**本文**:
————————

センセーショナルだった。
それまでJ1出場は、4年前のわずか2試合のみ。
かつてはJ3にもいた男がJ1の舞台でビッグセーブを連発し、No.1の平均セーブ数を記録することとなった。
第9節・広島戦で負傷するまで、磐田のGK三浦龍輝が残したインパクトは決して小さなものではない。
それでも三浦が口にするのは、“危機感”に似た言葉ばかり。
背景にあるのは、過去の歩み。
「だから、僕は常に成長し続けないといけない」。
努力ではい上がってきた守護神が語る、これまでとこれからー。
聞き手:森 亮太 取材日:4月20日(水)
リーグNo.1でもなお、「もっとやらなきゃ」―自身4年ぶりのJ1出場で、今季は開幕からチームを救うセーブを見せ続けてきました。ここまでを振り返っていかがでしょうか。
「自信をもてる部分はそれなりにありましたけど、同時に(J1では)スキを作ったらやられてしまうことも感じています。完封がすごく難しいなと思いますね。自分の中では(セーブのところが)まだ武器になっていない感覚です」
―とはいえ、1試合平均のセーブ数『4.2』は、リーグ1位です。それだけ止めている証で、誇れる数字でもあると思います。
「もっとやらなきゃダメだと思っていますね」
―そう感じるのは、完封がまだ一度と結果が伴っていないからでしょうか。

————————

**データ行**:
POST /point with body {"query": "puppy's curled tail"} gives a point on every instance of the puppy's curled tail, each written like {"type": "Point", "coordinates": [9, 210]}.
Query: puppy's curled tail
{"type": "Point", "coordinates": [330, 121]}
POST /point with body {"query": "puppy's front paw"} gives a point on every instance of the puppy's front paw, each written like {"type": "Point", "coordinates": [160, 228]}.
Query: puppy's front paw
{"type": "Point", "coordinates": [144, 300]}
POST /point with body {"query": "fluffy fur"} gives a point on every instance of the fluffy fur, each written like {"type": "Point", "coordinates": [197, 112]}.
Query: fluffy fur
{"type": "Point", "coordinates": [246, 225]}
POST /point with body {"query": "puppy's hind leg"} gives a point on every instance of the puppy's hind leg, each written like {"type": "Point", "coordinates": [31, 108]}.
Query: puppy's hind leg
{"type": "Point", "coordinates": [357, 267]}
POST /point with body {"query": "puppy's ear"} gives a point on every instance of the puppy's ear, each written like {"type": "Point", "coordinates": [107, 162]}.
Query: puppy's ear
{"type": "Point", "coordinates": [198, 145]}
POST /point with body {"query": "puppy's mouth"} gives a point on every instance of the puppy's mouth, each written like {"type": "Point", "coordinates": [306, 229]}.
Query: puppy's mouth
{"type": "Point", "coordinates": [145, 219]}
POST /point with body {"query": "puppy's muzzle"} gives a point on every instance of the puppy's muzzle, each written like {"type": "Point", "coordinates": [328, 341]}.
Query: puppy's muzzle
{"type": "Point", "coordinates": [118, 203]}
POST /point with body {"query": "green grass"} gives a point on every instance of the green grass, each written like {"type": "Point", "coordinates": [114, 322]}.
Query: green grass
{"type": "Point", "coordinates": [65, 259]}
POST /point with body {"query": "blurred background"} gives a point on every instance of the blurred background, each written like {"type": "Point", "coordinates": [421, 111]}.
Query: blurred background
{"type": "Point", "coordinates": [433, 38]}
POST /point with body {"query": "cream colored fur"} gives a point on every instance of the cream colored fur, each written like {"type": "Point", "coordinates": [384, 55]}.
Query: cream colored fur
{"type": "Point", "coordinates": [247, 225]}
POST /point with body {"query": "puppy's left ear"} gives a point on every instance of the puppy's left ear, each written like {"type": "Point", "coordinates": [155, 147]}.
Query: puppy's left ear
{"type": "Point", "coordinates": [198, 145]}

————————

**作業内容**:
1. 三浦龍輝のインタビューによると、三浦の1試合平均セーブ数はいくつで、リーグで何位ですか。
2. 三浦龍輝のインタビューから、「―」で始まる聞き手の発言をすべて、そのまま書き出してください。
3. 三浦龍輝のインタビューを、最後の聞き手の発言に続けて書き進めてください。

**課題別回答**:
1. 1試合平均のセーブ数は4.2で、リーグ1位です。

2.
- ―自身4年ぶりのJ1出場で、今季は開幕からチームを救うセーブを見せ続けてきました。ここまでを振り返っていかがでしょうか。
- ―とはいえ、1試合平均のセーブ数『4.2』は、リーグ1位です。それだけ止めている証で、誇れる数字でもあると思います。
- ―そう感じるのは、完封がまだ一度と結果が伴っていないからでしょうか。

3.
「もちろんそれもありますけど、狙って(ボールを)取れている場面がまだまだ少ないです。自分の狙いどおりではないというか、間合いにしても、相手のほうが優勢なところが結構あるので、もう少し自分の間合いにもっていきたいです。シュートストップのほかでも、受け身になってしまうところがあるので、まだまだ改善できると思っています。
ただ、(J1でプレーできている)やりがいはすごくありますね。ここまで多くのプレー機会をもらい、試合に出られているからこそ、毎試合のいろいろなシーンで、チャレンジができています。すごく成長できる期間だと思っています」
―特にアウェイの第5節・浦和戦(1●4)は、4失点の数字だけでは測れないスーパーセーブを連発するなど、J1の舞台でインパクトを残した試合でもありました。
「すごくいいスタジアムで、たくさんのサポーターがいて、(気持ちが)上がるだろうなと思っていたので、いかに落ち着いて試合に入れるかが大事でした。最初(7分)に(キャスパー・)ユンカー選手のシュートを止められて、うまく試合に入れましたね。その直後(8分)にCKから失点してしまいましたが、逆にあそこでスッと落ち着けたところもありました」
―SNSでは『あのGKは何者なんだ!?』という反響もありましたよ。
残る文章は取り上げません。